Goal of the exercise =
Can you arrange everything from the line containing "Task: set one pin on each instance of the dog's front" down to the end of the entries below as a Markdown table with the columns Row and Line, one line per row and any blank lines left out?

Dataset records =
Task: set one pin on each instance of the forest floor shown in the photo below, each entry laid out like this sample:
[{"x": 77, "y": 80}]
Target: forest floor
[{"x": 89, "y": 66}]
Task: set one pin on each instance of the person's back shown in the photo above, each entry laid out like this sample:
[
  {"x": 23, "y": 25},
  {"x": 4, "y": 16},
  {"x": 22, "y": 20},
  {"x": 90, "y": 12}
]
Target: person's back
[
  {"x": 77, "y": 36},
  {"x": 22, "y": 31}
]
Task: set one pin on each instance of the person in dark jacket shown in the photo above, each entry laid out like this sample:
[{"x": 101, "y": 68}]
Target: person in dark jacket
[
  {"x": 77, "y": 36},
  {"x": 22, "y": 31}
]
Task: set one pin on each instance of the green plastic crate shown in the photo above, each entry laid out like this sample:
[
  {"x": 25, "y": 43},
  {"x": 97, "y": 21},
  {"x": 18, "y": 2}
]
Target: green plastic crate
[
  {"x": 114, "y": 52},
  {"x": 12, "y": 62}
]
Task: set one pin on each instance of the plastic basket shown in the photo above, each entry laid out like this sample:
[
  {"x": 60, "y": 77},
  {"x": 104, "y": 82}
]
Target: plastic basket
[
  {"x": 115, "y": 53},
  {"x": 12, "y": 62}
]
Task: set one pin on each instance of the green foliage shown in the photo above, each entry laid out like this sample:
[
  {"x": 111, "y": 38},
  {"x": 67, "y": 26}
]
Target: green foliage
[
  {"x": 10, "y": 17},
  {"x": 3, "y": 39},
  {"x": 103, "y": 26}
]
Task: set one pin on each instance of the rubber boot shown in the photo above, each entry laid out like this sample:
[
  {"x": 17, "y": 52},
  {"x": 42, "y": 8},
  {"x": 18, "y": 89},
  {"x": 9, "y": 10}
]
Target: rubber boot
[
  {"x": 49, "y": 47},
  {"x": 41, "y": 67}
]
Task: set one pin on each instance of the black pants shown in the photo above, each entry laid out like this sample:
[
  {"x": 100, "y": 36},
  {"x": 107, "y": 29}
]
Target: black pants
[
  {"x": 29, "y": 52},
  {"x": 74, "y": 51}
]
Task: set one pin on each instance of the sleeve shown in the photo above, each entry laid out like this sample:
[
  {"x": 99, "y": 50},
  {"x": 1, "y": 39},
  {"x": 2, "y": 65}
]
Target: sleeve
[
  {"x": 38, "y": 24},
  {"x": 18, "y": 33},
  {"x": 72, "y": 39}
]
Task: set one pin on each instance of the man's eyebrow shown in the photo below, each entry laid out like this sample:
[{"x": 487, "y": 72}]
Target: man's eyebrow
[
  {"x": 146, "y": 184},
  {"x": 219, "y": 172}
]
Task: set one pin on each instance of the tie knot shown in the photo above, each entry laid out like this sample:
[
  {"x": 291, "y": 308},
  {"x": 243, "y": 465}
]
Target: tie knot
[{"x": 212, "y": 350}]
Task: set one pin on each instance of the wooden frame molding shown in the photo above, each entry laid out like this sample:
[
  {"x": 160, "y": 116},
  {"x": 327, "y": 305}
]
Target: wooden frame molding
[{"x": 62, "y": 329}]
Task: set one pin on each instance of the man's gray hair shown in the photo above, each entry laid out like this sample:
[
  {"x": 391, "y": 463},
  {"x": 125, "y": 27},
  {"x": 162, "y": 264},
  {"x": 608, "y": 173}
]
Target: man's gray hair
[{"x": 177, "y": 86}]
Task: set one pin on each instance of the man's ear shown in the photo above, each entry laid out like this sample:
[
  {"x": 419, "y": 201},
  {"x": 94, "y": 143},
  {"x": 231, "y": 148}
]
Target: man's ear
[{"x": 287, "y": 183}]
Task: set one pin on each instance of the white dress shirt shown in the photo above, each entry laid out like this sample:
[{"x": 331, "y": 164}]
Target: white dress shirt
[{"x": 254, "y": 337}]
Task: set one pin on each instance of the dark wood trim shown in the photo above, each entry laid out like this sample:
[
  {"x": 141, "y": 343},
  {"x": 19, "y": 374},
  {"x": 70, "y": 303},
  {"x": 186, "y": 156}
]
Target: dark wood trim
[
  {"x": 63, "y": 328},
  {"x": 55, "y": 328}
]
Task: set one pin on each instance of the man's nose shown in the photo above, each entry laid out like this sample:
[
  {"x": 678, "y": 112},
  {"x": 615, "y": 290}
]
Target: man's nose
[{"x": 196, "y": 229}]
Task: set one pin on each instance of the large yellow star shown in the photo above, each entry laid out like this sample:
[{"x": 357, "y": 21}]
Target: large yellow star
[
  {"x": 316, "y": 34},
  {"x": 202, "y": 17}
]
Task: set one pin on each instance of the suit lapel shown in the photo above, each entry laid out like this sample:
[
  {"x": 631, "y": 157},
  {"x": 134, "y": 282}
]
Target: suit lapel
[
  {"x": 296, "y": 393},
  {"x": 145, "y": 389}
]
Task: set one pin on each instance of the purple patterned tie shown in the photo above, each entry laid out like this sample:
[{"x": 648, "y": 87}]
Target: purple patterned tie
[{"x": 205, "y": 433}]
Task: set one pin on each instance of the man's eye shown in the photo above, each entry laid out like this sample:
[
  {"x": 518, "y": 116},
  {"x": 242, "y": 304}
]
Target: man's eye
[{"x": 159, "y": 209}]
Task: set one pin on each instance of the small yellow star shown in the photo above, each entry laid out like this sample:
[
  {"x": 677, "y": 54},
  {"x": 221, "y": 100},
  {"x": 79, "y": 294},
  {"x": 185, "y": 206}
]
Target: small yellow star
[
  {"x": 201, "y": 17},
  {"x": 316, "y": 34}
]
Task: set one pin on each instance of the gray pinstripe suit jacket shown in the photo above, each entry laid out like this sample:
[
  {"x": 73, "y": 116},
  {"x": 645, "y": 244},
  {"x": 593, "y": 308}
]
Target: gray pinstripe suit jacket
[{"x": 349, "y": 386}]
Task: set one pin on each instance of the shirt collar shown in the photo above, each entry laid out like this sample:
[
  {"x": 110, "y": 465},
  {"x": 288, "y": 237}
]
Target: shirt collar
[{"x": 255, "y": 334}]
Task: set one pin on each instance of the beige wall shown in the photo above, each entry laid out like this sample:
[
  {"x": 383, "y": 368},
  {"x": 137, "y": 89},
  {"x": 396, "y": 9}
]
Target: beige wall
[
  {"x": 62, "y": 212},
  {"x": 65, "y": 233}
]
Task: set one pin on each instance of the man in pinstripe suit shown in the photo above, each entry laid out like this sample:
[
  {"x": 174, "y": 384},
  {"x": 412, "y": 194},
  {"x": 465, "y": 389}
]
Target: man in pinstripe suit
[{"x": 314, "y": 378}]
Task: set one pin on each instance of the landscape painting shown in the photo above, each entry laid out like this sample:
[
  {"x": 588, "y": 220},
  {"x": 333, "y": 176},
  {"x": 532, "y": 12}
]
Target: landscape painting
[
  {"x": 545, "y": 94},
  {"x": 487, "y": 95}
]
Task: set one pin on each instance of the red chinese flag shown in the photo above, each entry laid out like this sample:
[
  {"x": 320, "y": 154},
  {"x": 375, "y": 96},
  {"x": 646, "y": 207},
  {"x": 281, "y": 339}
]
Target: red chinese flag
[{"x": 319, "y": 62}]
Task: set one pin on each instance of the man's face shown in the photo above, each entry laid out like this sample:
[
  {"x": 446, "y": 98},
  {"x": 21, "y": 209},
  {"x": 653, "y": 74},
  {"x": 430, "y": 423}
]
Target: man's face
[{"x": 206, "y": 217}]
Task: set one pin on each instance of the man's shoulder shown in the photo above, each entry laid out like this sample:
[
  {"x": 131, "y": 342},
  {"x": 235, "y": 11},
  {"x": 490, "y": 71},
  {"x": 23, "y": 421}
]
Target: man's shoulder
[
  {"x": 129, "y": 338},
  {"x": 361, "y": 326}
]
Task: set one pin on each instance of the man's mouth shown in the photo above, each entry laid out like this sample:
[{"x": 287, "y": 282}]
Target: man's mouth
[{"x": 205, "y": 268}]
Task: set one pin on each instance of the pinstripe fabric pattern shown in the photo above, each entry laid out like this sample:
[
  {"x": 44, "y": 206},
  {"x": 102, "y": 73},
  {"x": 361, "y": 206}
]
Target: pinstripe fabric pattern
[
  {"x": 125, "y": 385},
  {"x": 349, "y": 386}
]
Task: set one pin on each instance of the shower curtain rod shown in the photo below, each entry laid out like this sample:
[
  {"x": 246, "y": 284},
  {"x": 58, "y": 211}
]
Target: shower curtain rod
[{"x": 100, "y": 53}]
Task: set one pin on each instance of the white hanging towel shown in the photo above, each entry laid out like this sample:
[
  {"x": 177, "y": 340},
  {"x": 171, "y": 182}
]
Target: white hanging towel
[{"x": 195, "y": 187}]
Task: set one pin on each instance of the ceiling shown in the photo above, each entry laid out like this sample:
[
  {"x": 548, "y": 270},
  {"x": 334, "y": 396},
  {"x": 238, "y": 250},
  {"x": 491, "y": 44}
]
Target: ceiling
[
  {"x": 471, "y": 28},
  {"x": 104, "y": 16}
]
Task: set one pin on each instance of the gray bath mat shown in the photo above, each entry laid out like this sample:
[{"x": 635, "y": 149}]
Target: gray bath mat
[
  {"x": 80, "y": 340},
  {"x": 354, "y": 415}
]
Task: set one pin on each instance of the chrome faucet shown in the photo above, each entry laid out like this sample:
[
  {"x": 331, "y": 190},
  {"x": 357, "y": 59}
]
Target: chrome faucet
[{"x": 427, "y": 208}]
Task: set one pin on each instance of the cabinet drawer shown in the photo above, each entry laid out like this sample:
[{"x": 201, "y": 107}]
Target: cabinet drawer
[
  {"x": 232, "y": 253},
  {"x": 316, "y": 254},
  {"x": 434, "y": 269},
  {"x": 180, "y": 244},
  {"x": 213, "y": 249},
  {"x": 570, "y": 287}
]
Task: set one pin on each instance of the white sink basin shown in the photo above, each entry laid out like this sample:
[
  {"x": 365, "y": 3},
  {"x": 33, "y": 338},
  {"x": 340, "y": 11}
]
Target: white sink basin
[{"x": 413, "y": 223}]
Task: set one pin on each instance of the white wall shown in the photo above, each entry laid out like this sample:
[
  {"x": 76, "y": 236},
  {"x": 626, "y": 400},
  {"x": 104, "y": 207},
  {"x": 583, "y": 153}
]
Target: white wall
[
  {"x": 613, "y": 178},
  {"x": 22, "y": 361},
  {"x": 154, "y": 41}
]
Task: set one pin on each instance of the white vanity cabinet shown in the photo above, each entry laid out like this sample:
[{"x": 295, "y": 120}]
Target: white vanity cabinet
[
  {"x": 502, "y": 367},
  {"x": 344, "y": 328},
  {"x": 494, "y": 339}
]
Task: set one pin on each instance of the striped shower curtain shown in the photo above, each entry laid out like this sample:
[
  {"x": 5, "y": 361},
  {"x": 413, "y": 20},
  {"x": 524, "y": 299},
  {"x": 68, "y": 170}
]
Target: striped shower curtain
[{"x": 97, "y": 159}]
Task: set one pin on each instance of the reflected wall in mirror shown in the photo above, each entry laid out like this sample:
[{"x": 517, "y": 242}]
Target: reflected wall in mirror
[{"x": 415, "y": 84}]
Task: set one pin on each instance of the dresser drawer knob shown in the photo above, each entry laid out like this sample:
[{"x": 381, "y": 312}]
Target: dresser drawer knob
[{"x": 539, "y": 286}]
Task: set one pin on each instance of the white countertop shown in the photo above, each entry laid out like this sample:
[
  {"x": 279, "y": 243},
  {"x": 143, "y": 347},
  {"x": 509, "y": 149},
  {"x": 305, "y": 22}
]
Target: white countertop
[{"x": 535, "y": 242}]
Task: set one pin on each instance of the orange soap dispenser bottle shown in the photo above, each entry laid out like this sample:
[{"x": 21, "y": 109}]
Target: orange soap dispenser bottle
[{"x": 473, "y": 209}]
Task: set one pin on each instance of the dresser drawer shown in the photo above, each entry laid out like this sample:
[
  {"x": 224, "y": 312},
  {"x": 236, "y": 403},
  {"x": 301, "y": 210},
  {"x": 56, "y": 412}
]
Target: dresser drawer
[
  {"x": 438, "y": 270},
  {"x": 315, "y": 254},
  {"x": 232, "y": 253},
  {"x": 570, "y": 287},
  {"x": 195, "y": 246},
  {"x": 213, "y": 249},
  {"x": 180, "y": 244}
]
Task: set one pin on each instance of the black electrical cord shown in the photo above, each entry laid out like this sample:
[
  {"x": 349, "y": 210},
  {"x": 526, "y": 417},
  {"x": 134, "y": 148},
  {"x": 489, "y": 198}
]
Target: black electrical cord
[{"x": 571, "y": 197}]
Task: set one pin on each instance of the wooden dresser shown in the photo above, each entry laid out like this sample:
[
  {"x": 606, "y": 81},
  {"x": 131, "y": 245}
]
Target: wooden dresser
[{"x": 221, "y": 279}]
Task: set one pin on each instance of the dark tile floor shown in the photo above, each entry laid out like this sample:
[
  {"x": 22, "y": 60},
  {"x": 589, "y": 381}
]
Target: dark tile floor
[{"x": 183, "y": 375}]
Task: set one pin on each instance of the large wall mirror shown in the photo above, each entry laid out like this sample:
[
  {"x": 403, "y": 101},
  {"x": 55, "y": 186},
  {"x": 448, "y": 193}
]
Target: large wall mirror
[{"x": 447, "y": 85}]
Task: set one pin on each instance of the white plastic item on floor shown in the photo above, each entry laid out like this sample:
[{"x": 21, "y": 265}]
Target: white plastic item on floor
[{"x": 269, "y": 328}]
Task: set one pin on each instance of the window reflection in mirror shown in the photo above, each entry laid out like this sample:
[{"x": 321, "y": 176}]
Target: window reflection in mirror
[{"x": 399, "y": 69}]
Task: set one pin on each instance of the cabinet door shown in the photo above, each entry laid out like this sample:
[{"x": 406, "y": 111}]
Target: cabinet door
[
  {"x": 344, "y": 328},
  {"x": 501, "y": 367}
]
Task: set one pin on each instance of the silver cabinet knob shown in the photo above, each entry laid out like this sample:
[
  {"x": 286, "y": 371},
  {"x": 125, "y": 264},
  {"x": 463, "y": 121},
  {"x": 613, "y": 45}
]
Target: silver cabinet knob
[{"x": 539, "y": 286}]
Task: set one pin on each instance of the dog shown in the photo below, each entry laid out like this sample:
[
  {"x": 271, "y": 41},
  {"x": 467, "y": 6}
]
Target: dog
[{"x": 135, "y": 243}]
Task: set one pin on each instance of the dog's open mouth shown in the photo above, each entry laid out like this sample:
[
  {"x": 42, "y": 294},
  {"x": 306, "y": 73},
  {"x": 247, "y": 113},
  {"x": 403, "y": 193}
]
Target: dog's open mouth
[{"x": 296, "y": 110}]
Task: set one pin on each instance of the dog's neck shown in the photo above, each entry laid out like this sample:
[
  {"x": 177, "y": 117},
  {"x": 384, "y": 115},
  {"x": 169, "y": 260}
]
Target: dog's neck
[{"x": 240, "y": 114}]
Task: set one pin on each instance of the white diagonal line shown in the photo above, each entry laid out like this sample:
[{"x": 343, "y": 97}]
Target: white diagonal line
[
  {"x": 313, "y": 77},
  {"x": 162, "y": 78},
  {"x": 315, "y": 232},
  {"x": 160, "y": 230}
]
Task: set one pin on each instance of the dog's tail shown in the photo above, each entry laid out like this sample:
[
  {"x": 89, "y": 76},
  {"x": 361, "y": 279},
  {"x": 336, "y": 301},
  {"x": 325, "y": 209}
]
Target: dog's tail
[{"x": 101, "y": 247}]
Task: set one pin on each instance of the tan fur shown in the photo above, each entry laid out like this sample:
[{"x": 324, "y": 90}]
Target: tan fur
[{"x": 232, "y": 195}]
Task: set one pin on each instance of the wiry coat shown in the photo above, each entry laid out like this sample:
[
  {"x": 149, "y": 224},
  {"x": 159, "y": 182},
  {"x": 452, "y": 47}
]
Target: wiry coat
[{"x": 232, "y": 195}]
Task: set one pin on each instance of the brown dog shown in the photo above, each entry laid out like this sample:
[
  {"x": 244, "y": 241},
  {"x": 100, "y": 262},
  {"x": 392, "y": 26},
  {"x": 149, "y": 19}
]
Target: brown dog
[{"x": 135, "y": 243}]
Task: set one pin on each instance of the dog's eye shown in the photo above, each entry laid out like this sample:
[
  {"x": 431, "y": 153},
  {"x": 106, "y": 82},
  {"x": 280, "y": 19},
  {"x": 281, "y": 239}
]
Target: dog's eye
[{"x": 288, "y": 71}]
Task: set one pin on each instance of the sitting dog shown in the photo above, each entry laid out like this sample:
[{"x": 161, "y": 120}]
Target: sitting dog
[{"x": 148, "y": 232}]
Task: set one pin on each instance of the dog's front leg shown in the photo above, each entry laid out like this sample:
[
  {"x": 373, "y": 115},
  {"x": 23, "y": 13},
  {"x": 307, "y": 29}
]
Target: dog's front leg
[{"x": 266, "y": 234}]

Reply =
| Row | Line |
|---|---|
| 1 | Task: set one pin on each instance of the dog's front leg shown in the photo above, each entry laid out like this sample: |
| 2 | [ |
| 3 |   {"x": 373, "y": 115}, |
| 4 |   {"x": 23, "y": 13}, |
| 5 |   {"x": 307, "y": 29} |
| 6 | ] |
| 7 | Target: dog's front leg |
| 8 | [{"x": 266, "y": 234}] |